(What the task asks): Reproduce the material below line for line, keeping every character unchanged.
▬▬▬▬▬▬
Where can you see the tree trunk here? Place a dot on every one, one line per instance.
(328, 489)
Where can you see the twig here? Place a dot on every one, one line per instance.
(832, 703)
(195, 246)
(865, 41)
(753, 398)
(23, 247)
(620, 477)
▬▬▬▬▬▬
(Written response):
Where can you see the tree trunk here? Place a dot on every one, one line per instance.
(328, 489)
Where can you see the twig here? Place a dot on every one, one line per instance.
(832, 703)
(195, 246)
(865, 41)
(753, 398)
(23, 247)
(620, 477)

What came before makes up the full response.